> **Brief**
Nothing in the records may be left out or altered; reproduce them all exactly.

> **Working data**
________________________

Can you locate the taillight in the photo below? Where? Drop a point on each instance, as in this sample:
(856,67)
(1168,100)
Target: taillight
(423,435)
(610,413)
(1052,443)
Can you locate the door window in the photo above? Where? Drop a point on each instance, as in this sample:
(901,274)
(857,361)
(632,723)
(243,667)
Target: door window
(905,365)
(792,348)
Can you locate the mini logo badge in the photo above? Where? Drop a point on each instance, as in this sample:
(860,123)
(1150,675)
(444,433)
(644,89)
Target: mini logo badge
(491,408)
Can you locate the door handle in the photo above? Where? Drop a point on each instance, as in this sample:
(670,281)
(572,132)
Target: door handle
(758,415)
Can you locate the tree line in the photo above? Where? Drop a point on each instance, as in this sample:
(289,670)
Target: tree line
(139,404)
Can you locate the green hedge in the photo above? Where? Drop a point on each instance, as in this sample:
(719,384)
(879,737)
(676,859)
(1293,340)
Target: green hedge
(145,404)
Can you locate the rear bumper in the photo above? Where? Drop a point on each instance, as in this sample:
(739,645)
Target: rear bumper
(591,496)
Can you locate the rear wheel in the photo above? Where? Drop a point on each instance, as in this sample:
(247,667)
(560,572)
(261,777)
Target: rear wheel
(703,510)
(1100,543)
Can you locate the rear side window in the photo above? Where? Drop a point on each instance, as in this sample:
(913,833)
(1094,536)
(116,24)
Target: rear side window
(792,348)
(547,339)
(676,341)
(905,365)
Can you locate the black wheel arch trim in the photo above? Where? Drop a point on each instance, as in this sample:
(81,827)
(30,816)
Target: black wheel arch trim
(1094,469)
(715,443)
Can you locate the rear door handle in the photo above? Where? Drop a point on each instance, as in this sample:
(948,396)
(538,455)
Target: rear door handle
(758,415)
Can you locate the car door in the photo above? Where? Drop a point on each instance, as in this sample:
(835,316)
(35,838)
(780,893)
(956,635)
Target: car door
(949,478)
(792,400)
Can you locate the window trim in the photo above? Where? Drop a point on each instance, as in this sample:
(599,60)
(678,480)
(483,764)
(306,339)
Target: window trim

________________________

> **Finished answer**
Can you locate the taillight in the photo below? Where? Drop a point on each instance, as in this sample:
(856,67)
(1168,100)
Target: taillight
(423,435)
(610,413)
(1052,443)
Can you locate the door window in the photo above? Where? Drop a point on each instance, as in this sample:
(901,274)
(857,361)
(632,723)
(243,667)
Target: door window
(905,365)
(792,348)
Can you locate the mini logo badge in the photo above? Where? Drop a point on each instance, as in this sample:
(860,123)
(1150,675)
(444,433)
(644,89)
Target: mini logo badge
(491,408)
Can you locate the door handle in the photo above? Where? Drop a point on each instance, as in this sample:
(670,281)
(572,132)
Target: door handle
(758,415)
Can you locate the tree line in the photo above? Where? Drop a point on each instance, as in this sample:
(289,670)
Target: tree line
(139,404)
Can you locate the green hedge in the photo above? Where? Drop a point on each instance, as in this sample:
(719,384)
(879,737)
(676,859)
(1293,340)
Target: green hedge
(145,404)
Can you locate the rear bumper in the photo above? Where? Drop a point on each instance, as in this sample:
(739,645)
Target: rear bumper
(591,496)
Can you locate the rear wheel in the photo above? Where? Drop a point on each instance, as in this sample:
(247,667)
(560,572)
(261,777)
Target: rear wheel
(703,510)
(1100,543)
Can you locate the rear side window in the photo above? Where? Drop a point on each instance, as in this sample:
(913,833)
(1094,536)
(116,24)
Target: rear side window
(792,348)
(547,339)
(676,341)
(905,365)
Can you locate the black wheel arch trim in the photo above? Where? Drop a point on each instance, as in this sample:
(81,827)
(30,816)
Target: black wheel arch trim
(1094,469)
(715,443)
Can you locate the rear door handle in the photo above? Where? Drop a point on each instance, as in this sample:
(948,396)
(538,455)
Target: rear door handle
(758,415)
Can you locate the car door in the photo above? Where? Drop a point on each instance, as in this sample:
(835,316)
(35,838)
(780,893)
(956,635)
Target: car door
(949,478)
(792,400)
Can you locate the window trim in the photo above? Where? Drop a point on each instance, as in this sample:
(599,60)
(678,480)
(483,764)
(306,339)
Target: window trim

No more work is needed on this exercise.